* _READING PASSAGE_:

###

- Daily Zen
Albertsons had initially decided to go public in 2015 after its merger with Safeway, but rescinded on the decision as the retail market was not too bullish.
Albertsons Companies, the nation’s’ fourth-largest supermarket chain, has filed for an initial public offering with plans to raise up to $1.32 billion. The company is offering almost 66 million shares to the public priced between $18 and $20 per share.
BofA Securities, Goldman Sachs & Co. LLC, J.P. Morgan, and Citigroup are acting as lead joint book-running managers for the common stock offering. The company has been owned for the past 14 years by private equity firm Cerberus Capital Management.
The Boise Idaho-based Albertson’s has stores spread across 34 states under 20 well-known banners including Safeway, Vons, Pavillions, Randalls, Tom Thumb, Carrs, Jewel-Osco, Acme, Shaw’s, Star Market, United Supermarkets, Market Street and Haggen.
Albertsons had initially decided to go public in 2015 after its merger with Safeway, but rescinded on the decision as the retail market was not too bullish. Again in 2018, the company attempted to go public with a $24 billion merger deal with Rite Aid Corp, but this fell through due to investor pushback.
Along with the seesawing with IPO plans, the company saw some changes at the executive level too. President Jim Donald was promoted to CEO in late 2018, and just some six months later, Vivek Sankaran from Pepsico was hired as CEO.
Under the new CEO Albertsons has done well and improved its sales figures. In its third-quarter earnings report on Jan. 7, Albertsons saw its eighth straight quarter of sales increases and reported improved operating results for its fiscal 2019 third quarter. The company had about $61 billion in sales for the fiscal year ended February 2019.
Vivek Sankaran said at the third-quarter results call, “Our productivity and cost reduction initiatives are also beginning to take shape, which we intend to use to fund strategic growth investments, offset cost inflation and support earnings growth.” The operator of 2,260 stores has been remodeling its locations, investing in technology, and selling real estate.

###

* _EXERCISE PROMPT_: According to the Albertsons article, which firm has owned the company for the past 14 years? Please rely only on the Albertsons article and none of the material.

###

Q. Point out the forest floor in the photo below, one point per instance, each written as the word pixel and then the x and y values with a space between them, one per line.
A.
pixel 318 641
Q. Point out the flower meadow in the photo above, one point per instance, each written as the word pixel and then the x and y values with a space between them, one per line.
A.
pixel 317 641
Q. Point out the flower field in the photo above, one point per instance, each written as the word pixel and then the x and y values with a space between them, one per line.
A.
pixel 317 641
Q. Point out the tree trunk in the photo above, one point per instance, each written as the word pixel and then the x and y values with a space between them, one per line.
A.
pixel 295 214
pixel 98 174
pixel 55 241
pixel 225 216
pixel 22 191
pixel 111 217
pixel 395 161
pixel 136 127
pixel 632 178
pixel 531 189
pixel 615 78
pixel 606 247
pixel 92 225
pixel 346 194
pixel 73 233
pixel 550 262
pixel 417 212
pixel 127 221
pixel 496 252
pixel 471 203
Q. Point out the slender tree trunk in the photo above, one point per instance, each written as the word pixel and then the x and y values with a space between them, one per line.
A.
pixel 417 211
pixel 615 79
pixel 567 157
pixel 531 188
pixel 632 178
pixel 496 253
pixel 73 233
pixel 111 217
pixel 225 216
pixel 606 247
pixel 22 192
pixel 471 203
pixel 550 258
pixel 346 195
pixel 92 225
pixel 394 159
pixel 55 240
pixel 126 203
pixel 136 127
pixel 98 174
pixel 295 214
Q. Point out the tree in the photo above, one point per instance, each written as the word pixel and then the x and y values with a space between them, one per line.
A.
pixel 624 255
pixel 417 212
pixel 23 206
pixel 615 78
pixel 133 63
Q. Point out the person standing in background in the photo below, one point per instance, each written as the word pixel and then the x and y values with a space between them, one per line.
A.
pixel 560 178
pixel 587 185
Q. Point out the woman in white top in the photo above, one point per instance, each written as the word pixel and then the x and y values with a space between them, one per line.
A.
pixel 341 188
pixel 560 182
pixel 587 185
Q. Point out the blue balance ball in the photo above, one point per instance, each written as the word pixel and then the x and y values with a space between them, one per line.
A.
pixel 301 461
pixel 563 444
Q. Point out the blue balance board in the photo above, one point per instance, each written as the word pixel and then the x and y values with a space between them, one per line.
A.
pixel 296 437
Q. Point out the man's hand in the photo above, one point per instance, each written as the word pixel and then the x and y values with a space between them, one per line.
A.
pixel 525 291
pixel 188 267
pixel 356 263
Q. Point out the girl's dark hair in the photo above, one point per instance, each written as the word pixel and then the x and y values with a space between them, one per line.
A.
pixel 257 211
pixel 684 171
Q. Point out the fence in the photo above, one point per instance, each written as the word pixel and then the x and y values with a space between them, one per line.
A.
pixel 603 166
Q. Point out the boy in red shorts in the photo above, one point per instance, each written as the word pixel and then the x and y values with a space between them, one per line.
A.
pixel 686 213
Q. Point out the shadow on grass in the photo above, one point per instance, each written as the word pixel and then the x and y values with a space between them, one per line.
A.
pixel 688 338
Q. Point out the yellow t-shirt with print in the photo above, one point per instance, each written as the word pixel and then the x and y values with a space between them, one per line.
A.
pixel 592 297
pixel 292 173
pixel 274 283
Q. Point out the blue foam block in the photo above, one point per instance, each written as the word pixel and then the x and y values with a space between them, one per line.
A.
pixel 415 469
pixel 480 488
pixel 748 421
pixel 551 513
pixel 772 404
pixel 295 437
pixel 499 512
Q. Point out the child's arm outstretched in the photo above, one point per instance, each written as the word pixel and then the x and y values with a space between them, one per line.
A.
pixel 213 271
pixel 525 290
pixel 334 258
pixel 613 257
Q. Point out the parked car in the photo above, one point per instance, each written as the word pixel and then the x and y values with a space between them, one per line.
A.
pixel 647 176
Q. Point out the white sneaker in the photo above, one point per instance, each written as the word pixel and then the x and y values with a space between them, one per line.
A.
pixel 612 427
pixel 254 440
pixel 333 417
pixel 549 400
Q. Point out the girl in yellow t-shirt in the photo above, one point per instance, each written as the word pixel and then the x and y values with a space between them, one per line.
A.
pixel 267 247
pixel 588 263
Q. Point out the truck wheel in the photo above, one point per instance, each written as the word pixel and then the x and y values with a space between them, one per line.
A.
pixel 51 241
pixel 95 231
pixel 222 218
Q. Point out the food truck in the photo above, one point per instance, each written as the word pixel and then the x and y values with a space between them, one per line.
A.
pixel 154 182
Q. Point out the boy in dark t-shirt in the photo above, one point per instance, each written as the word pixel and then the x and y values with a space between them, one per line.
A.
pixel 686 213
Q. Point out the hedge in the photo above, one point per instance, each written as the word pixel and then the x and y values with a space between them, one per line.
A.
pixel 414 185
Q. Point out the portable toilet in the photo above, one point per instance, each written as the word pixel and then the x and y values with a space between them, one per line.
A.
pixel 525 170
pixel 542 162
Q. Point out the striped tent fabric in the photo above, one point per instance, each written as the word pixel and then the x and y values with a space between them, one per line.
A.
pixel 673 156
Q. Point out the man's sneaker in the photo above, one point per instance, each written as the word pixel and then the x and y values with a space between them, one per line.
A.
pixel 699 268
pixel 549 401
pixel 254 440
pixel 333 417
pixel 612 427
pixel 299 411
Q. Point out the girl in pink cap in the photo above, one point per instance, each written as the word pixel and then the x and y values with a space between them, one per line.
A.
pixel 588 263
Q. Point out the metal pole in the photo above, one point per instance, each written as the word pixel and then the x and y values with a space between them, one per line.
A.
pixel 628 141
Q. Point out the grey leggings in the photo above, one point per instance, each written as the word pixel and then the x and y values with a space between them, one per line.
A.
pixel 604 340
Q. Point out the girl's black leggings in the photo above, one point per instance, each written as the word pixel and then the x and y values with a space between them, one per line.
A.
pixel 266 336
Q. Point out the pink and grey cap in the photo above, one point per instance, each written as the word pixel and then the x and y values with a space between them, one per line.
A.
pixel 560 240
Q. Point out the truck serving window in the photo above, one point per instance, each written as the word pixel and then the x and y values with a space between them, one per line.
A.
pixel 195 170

###

* _YOUR RESPONSE_: Private equity firm Cerberus Capital Management